__Goal__. Rewrite the material below as a numbered list with one item per line, skipping any blank lines and leaving out the pictures.

__Records supplied__.
[start]

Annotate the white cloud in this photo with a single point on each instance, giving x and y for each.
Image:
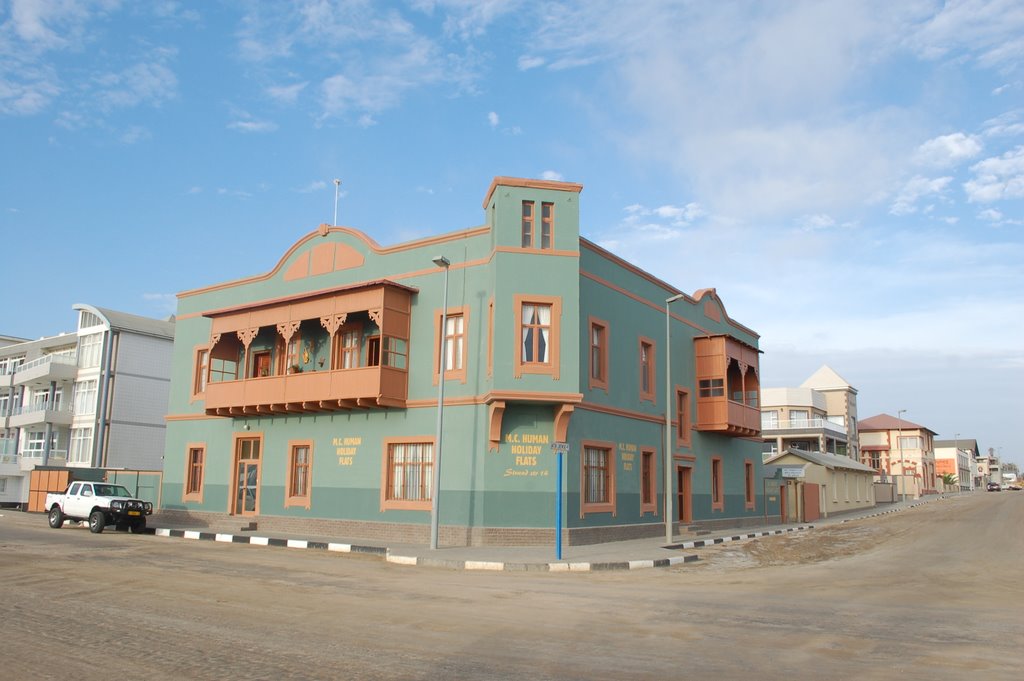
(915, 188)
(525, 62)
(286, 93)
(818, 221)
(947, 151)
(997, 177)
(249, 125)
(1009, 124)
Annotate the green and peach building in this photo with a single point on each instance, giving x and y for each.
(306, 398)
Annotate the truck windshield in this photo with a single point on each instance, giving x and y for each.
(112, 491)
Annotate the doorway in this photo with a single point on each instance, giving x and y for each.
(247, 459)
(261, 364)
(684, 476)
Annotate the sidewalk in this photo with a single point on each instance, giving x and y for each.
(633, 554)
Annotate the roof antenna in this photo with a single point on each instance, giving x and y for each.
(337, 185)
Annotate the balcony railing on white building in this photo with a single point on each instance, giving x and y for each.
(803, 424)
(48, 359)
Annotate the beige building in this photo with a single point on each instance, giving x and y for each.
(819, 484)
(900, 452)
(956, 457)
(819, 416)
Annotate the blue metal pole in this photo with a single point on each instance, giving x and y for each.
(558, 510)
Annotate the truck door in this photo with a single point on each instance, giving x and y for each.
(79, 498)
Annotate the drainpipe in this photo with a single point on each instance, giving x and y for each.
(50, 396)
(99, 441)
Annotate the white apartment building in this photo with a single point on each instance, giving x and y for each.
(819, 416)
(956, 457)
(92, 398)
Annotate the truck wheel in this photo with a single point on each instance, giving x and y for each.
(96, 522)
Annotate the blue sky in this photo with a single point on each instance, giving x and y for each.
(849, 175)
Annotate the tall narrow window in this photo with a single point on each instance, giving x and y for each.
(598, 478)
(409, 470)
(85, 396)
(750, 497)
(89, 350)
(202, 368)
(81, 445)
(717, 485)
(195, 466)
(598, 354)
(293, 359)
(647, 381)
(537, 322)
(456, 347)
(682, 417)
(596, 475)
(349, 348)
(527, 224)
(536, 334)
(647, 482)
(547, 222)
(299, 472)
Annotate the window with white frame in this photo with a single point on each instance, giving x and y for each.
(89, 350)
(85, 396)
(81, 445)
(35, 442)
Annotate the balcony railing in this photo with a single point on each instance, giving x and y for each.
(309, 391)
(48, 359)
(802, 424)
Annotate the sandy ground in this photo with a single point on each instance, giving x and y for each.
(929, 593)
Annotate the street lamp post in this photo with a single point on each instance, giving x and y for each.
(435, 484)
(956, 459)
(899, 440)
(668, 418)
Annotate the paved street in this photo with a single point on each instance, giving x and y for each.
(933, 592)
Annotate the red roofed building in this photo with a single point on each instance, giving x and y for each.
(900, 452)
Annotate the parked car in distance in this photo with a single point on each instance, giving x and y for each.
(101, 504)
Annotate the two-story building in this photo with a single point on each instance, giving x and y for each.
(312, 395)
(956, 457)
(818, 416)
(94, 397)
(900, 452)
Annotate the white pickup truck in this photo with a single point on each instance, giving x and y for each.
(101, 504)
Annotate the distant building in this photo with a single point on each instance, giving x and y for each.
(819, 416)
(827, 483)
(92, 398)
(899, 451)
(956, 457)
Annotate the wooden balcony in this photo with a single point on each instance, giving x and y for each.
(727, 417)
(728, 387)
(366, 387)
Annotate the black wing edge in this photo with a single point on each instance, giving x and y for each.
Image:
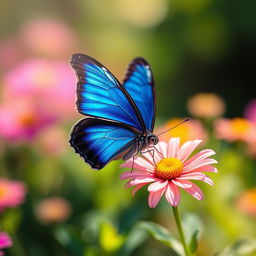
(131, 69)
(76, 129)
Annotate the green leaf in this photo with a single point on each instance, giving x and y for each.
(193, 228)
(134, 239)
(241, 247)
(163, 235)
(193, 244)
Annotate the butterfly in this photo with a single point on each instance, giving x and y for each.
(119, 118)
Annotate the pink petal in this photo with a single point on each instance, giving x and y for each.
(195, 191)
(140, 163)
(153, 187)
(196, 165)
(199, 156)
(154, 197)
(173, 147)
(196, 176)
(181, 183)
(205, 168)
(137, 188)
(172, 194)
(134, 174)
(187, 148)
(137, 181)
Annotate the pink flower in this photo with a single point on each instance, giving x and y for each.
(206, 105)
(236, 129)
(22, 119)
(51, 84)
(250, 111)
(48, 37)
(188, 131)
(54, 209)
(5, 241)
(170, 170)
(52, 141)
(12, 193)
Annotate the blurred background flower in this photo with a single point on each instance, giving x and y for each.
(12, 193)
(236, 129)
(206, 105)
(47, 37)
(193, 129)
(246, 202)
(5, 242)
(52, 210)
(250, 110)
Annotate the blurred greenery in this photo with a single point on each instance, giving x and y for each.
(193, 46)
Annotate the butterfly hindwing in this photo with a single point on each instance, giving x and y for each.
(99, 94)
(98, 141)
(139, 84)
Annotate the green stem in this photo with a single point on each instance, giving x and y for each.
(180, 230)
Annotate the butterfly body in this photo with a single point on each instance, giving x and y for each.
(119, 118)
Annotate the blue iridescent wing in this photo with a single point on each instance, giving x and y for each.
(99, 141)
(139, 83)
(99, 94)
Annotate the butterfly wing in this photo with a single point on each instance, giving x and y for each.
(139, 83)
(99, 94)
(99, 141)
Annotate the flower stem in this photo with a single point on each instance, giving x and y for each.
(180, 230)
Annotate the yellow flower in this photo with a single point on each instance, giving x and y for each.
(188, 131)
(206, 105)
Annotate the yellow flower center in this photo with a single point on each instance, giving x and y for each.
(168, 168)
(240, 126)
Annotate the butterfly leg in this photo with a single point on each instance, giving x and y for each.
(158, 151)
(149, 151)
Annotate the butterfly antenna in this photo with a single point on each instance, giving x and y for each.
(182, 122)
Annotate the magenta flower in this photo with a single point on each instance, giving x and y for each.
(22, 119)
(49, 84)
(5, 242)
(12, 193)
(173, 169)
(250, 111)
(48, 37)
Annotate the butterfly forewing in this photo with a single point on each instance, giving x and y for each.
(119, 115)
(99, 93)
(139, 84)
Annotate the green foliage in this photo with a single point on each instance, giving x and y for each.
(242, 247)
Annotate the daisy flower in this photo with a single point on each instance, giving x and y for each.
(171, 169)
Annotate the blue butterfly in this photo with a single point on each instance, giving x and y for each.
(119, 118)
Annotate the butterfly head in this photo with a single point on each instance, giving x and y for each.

[end]

__Exercise response__.
1. Annotate the white cloud in this photo with a single point on each instance, giving x and y for each.
2. Image:
3. (915, 188)
4. (525, 62)
5. (286, 93)
6. (818, 221)
7. (947, 151)
8. (997, 177)
9. (249, 125)
10. (1009, 124)
11. Annotate the green and peach building in this photo with a single point on each instance, giving x and y for each.
12. (306, 398)
13. Annotate the truck windshield in this photo with a single point on each instance, giving x and y for each.
14. (112, 491)
15. Annotate the doorway in this photo with a single point on each instance, giving x and y for each.
16. (247, 459)
17. (261, 364)
18. (684, 476)
19. Annotate the sidewalk in this photo with a single point on each instance, giving x and y for each.
20. (633, 554)
21. Annotate the roof antenna in this photo with a single point on each instance, giving x and y for each.
22. (337, 185)
23. Annotate the balcony railing on white building in this photo with a single point on each instance, giving x and y for each.
24. (803, 424)
25. (48, 359)
26. Annotate the beige building in this photo with a single point on each instance, giving x and y for each.
27. (819, 484)
28. (900, 452)
29. (956, 457)
30. (819, 416)
31. Annotate the blue metal pole in this photo with a single point on each instance, giving x and y for each.
32. (558, 510)
33. Annotate the truck door in this photo with a single point on each instance, giving x and y for each.
34. (79, 498)
35. Annotate the drainpipe in this photo with a single point on each instance, giving x and y for each.
36. (50, 396)
37. (99, 441)
38. Annotate the white apartment building in this photo with a single point on each instance, giving x and y for each.
39. (819, 416)
40. (956, 457)
41. (92, 398)
42. Annotate the truck wheel in this photo with a single point on each instance, giving x and y for each.
43. (96, 522)
44. Annotate the blue sky in this photo with a single point on each instance, giving x and y for each.
45. (849, 175)
46. Annotate the tall narrow window in this photo with a single point on each instance, giving x and y for each.
47. (598, 478)
48. (409, 470)
49. (85, 396)
50. (750, 497)
51. (89, 350)
52. (202, 368)
53. (81, 445)
54. (717, 485)
55. (195, 466)
56. (598, 354)
57. (293, 359)
58. (647, 381)
59. (537, 322)
60. (456, 347)
61. (682, 417)
62. (596, 475)
63. (349, 348)
64. (527, 224)
65. (536, 334)
66. (647, 482)
67. (547, 222)
68. (299, 472)
69. Annotate the window with white frame in this photo with a single point on each instance, giving x and y for each.
70. (89, 350)
71. (85, 396)
72. (81, 445)
73. (35, 442)
74. Annotate the balcony railing in this photo with a single point on each instance, giving x and y for each.
75. (309, 391)
76. (48, 359)
77. (802, 424)
78. Annotate the sandy ground in this photo with a single point on each instance, giving x and y for each.
79. (929, 593)
80. Annotate the street lamp post in this photo with a single point on each instance, giving x and y for each.
81. (435, 484)
82. (956, 459)
83. (899, 440)
84. (668, 418)
85. Annotate the paved street in this photo with a single point on each instance, giving x and y for each.
86. (933, 592)
87. Annotate the red roofed building in this photo with a single point on each instance, giving x and y for each.
88. (900, 452)
89. Annotate the parked car in distance in this photo with a single point on each instance, giving x and y for each.
90. (101, 504)
91. Annotate the two-story building in this photo with a single point on each instance, giving x and y for each.
92. (312, 395)
93. (956, 457)
94. (818, 416)
95. (94, 397)
96. (900, 452)
97. Annotate the white pickup truck in this photo with a single point on each instance, giving x and y for each.
98. (101, 504)
99. Annotate the distant building in this photo with a single point on each instance, giving x and y for each.
100. (819, 416)
101. (827, 483)
102. (92, 398)
103. (899, 451)
104. (956, 457)
105. Annotate the wooden balcony in this photo with a single point on each instance, giving x and y for each.
106. (727, 417)
107. (728, 387)
108. (366, 387)
109. Annotate the black wing edge in this photo with a single point on each instance, giving x and y for each.
110. Image:
111. (131, 69)
112. (76, 129)
113. Annotate the green leaf in this photo with a single point on each instance, giving x and y for each.
114. (193, 228)
115. (134, 239)
116. (241, 247)
117. (163, 235)
118. (193, 244)
119. Annotate the butterfly in this photo with a single point on each instance, giving x and y for each.
120. (119, 118)
121. Annotate the pink petal in this photo with a single point on each instance, giving x and y for each.
122. (195, 191)
123. (140, 163)
124. (153, 187)
125. (196, 165)
126. (199, 156)
127. (154, 197)
128. (173, 147)
129. (196, 176)
130. (181, 183)
131. (205, 168)
132. (137, 188)
133. (172, 194)
134. (134, 174)
135. (187, 148)
136. (137, 181)
137. Annotate the pink flower in this photo with a single point on each instance, giving x and y for each.
138. (206, 105)
139. (236, 129)
140. (22, 119)
141. (51, 84)
142. (250, 111)
143. (48, 37)
144. (188, 131)
145. (54, 209)
146. (5, 241)
147. (170, 170)
148. (52, 141)
149. (12, 193)
150. Annotate the blurred background flower in this photo with a single point on each instance, giving x and y for each.
151. (12, 193)
152. (236, 129)
153. (206, 105)
154. (47, 37)
155. (193, 129)
156. (246, 202)
157. (5, 242)
158. (52, 210)
159. (250, 110)
160. Annotate the blurred greenery in this photo with a single point on each instance, giving x and y for each.
161. (193, 46)
162. Annotate the butterfly hindwing in this photo with a single point on each instance, giving x and y for each.
163. (99, 94)
164. (98, 141)
165. (139, 84)
166. Annotate the green stem in this photo with a single point on each instance, giving x and y for each.
167. (180, 230)
168. Annotate the butterfly body in this photo with a single point on each instance, giving x and y for each.
169. (119, 118)
170. Annotate the blue iridescent wing in this photo with a single point on each instance, giving x and y for each.
171. (99, 141)
172. (139, 83)
173. (99, 94)
174. Annotate the butterfly wing in this photo with a single point on each instance, giving x and y for each.
175. (139, 83)
176. (99, 94)
177. (99, 141)
178. Annotate the flower stem in this photo with a single point on each instance, giving x and y for each.
179. (180, 230)
180. Annotate the yellow flower in this photo with a single point on each instance, giving x and y for each.
181. (188, 131)
182. (206, 105)
183. Annotate the yellow flower center in this photo with a single point on each instance, giving x and y for each.
184. (168, 168)
185. (240, 126)
186. Annotate the butterfly leg in this photo with a single point on each instance, giving x and y for each.
187. (158, 151)
188. (149, 151)
189. Annotate the butterfly antenna in this photo with a single point on each instance, giving x and y for each.
190. (182, 122)
191. Annotate the magenta flower in this photo with a single point on each instance, giving x and y for each.
192. (22, 119)
193. (49, 84)
194. (5, 242)
195. (12, 193)
196. (173, 169)
197. (250, 111)
198. (48, 37)
199. Annotate the butterfly forewing in this photo with a single point on each instance, giving x and y for each.
200. (119, 115)
201. (99, 93)
202. (139, 84)
203. Annotate the green foliage in this photo with a single point on each instance, giving x and y for each.
204. (242, 247)
205. Annotate the daisy flower in this photo with a single point on each instance, giving x and y for each.
206. (171, 169)
207. Annotate the blue butterfly in this photo with a single point on each instance, giving x and y for each.
208. (119, 118)
209. Annotate the butterfly head in this photo with a single point on each instance, giving x and y for each.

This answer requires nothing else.